● STORED ROWS:
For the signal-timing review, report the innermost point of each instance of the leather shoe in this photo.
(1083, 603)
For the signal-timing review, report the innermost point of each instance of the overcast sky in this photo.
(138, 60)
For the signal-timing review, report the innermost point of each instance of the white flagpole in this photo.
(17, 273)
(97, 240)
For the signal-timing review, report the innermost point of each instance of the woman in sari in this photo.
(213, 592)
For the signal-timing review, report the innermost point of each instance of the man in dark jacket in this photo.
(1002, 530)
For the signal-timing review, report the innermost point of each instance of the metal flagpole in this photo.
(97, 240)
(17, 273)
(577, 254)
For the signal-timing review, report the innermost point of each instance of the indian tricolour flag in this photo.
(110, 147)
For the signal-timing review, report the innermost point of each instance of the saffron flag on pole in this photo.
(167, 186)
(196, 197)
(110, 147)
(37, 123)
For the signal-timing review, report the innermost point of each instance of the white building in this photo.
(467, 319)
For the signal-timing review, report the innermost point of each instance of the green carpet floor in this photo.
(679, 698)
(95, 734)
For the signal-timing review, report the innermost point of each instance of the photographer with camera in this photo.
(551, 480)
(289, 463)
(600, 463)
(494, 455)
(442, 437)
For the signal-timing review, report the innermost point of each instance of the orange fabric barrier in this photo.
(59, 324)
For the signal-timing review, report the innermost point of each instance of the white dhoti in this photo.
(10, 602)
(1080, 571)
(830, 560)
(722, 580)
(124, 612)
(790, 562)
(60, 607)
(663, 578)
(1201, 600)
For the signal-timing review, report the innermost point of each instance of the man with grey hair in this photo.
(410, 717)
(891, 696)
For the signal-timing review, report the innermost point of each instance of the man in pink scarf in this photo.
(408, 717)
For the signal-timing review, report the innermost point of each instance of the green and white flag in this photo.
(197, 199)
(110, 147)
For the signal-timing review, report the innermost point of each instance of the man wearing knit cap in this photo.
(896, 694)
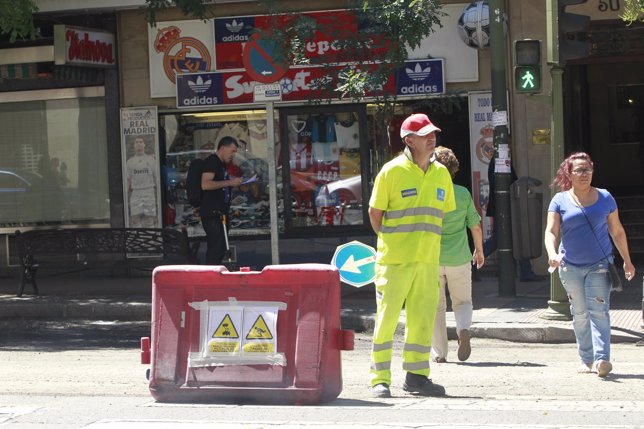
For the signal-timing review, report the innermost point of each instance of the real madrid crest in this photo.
(485, 145)
(181, 54)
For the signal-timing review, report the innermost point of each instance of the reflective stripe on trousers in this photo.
(415, 286)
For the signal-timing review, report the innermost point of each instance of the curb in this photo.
(362, 321)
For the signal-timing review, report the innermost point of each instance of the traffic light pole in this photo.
(558, 305)
(502, 225)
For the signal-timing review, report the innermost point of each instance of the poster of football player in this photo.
(141, 180)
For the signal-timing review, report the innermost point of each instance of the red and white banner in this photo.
(83, 47)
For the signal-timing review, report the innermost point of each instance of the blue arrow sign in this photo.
(356, 262)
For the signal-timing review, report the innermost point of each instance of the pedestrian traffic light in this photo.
(573, 32)
(527, 66)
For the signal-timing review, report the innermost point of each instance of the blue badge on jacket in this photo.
(440, 194)
(409, 192)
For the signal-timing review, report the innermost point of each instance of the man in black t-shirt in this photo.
(215, 200)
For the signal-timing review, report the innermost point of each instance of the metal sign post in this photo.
(268, 94)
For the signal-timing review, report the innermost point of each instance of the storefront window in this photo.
(53, 159)
(323, 168)
(626, 112)
(190, 136)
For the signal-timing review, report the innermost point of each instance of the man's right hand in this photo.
(235, 181)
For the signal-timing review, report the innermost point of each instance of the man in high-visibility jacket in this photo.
(410, 196)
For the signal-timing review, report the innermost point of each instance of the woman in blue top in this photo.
(587, 219)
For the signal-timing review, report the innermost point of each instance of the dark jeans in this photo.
(215, 240)
(525, 267)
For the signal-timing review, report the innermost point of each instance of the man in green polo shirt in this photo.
(456, 265)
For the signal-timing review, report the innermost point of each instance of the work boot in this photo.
(464, 347)
(603, 367)
(380, 391)
(420, 385)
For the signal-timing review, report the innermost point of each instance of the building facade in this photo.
(71, 130)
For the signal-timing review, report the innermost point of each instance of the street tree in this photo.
(16, 19)
(633, 11)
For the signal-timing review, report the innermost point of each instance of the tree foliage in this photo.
(633, 11)
(16, 19)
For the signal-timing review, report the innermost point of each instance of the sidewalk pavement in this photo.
(94, 296)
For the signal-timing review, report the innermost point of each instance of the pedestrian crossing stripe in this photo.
(226, 329)
(259, 330)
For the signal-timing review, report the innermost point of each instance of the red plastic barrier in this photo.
(269, 336)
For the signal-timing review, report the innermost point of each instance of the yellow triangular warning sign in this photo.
(259, 330)
(226, 329)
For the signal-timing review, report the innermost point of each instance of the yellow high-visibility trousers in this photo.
(416, 286)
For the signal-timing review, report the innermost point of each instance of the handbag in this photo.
(615, 280)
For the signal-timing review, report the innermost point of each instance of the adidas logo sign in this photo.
(235, 27)
(418, 73)
(199, 85)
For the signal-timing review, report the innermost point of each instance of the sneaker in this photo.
(603, 367)
(464, 347)
(421, 385)
(380, 391)
(585, 368)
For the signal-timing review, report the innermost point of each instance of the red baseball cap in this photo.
(418, 124)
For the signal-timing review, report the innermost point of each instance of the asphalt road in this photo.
(88, 375)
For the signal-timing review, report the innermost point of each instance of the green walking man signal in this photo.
(527, 79)
(527, 68)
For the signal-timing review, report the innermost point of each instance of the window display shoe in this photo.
(380, 391)
(464, 347)
(603, 367)
(420, 385)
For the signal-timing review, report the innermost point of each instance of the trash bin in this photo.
(272, 336)
(526, 206)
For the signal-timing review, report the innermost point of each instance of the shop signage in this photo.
(356, 263)
(199, 89)
(262, 60)
(267, 92)
(83, 47)
(416, 78)
(176, 47)
(232, 33)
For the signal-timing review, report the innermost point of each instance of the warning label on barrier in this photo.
(258, 331)
(226, 329)
(223, 335)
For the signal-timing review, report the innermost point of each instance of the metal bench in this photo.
(86, 248)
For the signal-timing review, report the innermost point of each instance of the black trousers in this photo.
(215, 239)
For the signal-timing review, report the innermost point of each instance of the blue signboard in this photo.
(199, 89)
(421, 77)
(356, 262)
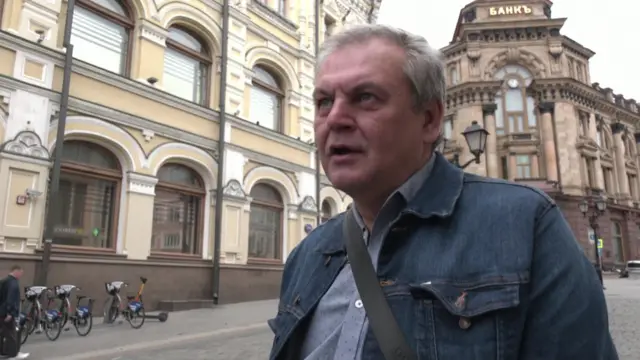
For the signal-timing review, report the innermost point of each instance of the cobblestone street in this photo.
(240, 332)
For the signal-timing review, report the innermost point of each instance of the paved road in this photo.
(239, 332)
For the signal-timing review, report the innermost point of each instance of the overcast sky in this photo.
(606, 27)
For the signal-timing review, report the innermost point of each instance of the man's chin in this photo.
(348, 182)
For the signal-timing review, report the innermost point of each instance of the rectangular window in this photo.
(183, 76)
(447, 129)
(591, 176)
(523, 166)
(504, 166)
(85, 212)
(99, 41)
(281, 7)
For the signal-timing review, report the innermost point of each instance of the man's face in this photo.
(18, 273)
(368, 130)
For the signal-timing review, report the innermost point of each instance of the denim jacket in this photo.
(473, 268)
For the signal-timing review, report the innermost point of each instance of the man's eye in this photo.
(364, 97)
(323, 103)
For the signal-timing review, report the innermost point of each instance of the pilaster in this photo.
(139, 213)
(491, 152)
(547, 110)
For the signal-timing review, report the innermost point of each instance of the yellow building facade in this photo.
(139, 162)
(511, 68)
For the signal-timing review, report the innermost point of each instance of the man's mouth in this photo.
(342, 150)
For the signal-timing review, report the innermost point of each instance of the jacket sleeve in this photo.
(567, 315)
(13, 298)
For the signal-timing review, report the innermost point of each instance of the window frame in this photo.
(279, 92)
(200, 219)
(98, 173)
(204, 60)
(279, 260)
(528, 165)
(617, 235)
(126, 22)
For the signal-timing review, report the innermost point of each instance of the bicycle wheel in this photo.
(137, 315)
(83, 325)
(53, 328)
(110, 310)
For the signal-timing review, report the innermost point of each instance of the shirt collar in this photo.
(407, 191)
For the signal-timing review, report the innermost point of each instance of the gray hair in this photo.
(424, 67)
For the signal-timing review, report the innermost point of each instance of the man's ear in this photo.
(433, 113)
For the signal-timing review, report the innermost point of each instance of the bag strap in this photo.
(385, 327)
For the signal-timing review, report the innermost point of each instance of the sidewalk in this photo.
(186, 324)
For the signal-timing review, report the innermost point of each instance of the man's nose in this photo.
(341, 115)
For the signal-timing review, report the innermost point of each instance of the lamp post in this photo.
(592, 209)
(476, 137)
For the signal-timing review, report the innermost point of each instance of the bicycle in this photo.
(131, 310)
(31, 319)
(83, 316)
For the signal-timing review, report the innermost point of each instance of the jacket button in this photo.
(464, 323)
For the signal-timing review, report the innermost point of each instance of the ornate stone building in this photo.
(512, 68)
(139, 162)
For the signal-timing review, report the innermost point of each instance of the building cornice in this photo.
(579, 92)
(135, 122)
(575, 46)
(17, 43)
(506, 25)
(471, 93)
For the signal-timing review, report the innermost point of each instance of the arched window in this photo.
(186, 66)
(177, 211)
(515, 111)
(265, 223)
(90, 183)
(618, 251)
(326, 211)
(101, 34)
(266, 99)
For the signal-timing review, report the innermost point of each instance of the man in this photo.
(9, 313)
(472, 268)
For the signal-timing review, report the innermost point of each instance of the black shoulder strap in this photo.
(385, 327)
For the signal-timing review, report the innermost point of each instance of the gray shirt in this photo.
(339, 323)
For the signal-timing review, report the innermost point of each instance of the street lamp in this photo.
(476, 137)
(592, 209)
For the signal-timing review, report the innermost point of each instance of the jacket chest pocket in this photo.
(468, 321)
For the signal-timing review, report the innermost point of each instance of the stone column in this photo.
(623, 182)
(488, 113)
(139, 205)
(551, 165)
(593, 133)
(535, 166)
(513, 167)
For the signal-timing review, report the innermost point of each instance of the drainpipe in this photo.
(318, 4)
(54, 188)
(373, 8)
(221, 145)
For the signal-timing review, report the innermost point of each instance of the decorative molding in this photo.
(489, 109)
(308, 204)
(617, 128)
(142, 184)
(148, 135)
(234, 189)
(26, 143)
(546, 107)
(153, 32)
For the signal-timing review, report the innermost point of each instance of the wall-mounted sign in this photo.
(21, 199)
(510, 10)
(308, 228)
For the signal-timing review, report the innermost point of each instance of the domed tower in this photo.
(510, 68)
(499, 51)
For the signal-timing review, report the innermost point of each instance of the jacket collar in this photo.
(437, 197)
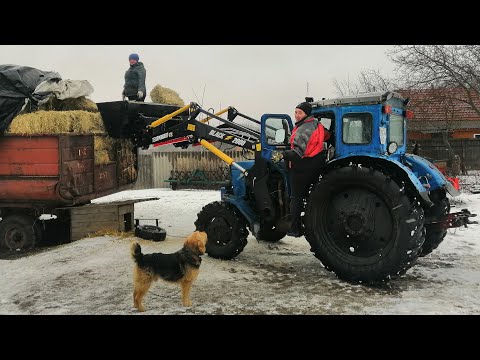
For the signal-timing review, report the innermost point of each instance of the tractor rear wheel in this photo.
(435, 237)
(226, 230)
(362, 226)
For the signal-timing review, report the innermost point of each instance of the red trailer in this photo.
(50, 174)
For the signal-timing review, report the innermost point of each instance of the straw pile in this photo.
(57, 122)
(107, 149)
(163, 95)
(80, 103)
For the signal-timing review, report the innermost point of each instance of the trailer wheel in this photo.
(434, 238)
(362, 226)
(226, 230)
(18, 231)
(270, 234)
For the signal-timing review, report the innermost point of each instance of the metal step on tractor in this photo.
(374, 210)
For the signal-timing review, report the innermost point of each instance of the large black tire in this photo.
(270, 234)
(226, 230)
(17, 231)
(435, 237)
(362, 226)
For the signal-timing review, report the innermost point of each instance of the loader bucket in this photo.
(122, 119)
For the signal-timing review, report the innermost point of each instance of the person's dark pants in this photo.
(135, 98)
(303, 174)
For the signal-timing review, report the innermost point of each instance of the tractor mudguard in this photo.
(422, 190)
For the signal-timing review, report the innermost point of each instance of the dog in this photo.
(181, 267)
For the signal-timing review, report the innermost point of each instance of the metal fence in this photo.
(467, 149)
(155, 168)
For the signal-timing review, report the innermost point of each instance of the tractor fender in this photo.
(412, 176)
(423, 167)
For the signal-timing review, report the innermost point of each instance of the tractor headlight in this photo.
(392, 147)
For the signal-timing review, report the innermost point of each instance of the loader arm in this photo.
(192, 131)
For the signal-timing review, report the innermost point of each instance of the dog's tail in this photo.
(136, 252)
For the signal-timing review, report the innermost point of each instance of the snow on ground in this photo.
(94, 275)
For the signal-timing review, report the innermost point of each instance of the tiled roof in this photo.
(442, 125)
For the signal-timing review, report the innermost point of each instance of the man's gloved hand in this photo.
(277, 156)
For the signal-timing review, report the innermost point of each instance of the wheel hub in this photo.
(354, 222)
(14, 238)
(219, 231)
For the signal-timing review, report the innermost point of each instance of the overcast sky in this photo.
(255, 79)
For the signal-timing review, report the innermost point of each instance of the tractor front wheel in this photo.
(226, 230)
(434, 237)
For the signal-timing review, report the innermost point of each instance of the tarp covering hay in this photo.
(163, 95)
(80, 103)
(107, 149)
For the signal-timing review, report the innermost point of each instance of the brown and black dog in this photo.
(181, 267)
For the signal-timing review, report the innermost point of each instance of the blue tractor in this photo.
(374, 210)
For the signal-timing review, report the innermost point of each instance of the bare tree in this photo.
(367, 81)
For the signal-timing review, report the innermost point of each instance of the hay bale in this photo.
(80, 103)
(57, 122)
(107, 149)
(163, 95)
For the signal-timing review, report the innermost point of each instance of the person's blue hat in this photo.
(133, 56)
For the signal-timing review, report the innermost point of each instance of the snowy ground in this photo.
(94, 275)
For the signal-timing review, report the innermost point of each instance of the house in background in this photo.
(442, 111)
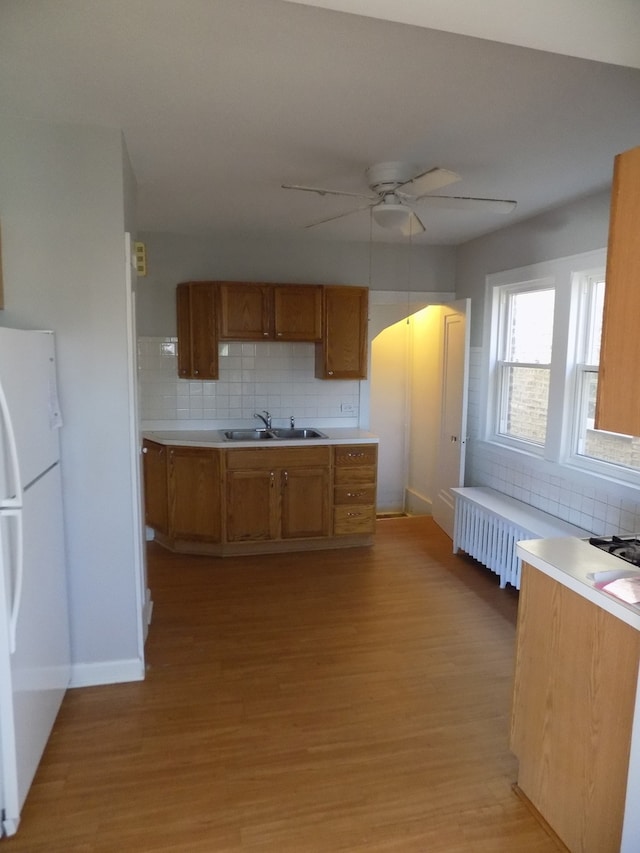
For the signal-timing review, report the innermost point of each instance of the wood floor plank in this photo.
(352, 700)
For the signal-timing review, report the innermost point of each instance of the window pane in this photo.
(524, 403)
(530, 327)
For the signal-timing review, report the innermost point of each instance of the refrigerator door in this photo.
(29, 415)
(33, 679)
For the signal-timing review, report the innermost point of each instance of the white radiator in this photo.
(488, 525)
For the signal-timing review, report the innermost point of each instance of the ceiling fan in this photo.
(398, 188)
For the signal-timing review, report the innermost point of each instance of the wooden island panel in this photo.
(573, 706)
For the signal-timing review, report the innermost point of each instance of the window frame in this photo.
(568, 368)
(501, 293)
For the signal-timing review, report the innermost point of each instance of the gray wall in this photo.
(62, 205)
(568, 230)
(172, 258)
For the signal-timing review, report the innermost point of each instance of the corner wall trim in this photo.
(106, 672)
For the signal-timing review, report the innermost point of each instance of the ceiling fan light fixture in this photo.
(394, 216)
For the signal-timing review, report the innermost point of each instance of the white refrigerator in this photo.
(34, 624)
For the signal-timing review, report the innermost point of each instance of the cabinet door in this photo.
(305, 502)
(617, 410)
(342, 354)
(197, 334)
(297, 312)
(573, 704)
(252, 505)
(154, 468)
(194, 494)
(245, 311)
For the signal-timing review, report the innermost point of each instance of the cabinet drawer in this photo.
(355, 494)
(355, 455)
(354, 476)
(261, 458)
(352, 519)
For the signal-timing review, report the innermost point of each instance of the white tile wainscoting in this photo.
(597, 504)
(275, 376)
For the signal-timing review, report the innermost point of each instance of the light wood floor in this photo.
(354, 700)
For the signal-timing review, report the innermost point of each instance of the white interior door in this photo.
(454, 369)
(142, 590)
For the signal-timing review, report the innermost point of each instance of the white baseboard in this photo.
(417, 504)
(106, 672)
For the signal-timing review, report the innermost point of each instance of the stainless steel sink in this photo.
(248, 434)
(295, 432)
(271, 434)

● WHAT IS BEING ASKED: Repeat only the stretch of lines that opens with the line containing "wood floor in this photo." and closes with the final line of the entries, both included, exactly as written.

● EXERCISE ANSWER:
For the signal-timing review, report the innermost point of each instance of the light wood floor in this photo.
(354, 700)
For the signal-timing review, report the innermost point of each instance of the white interior door in this photo.
(454, 369)
(142, 590)
For the signal-timing review, report the innermost point of each instance of the white baseboard in this photo.
(417, 504)
(106, 672)
For the signal-timing review, report the innermost point of each instance of the stainless steel sink in this photo.
(248, 434)
(295, 432)
(271, 434)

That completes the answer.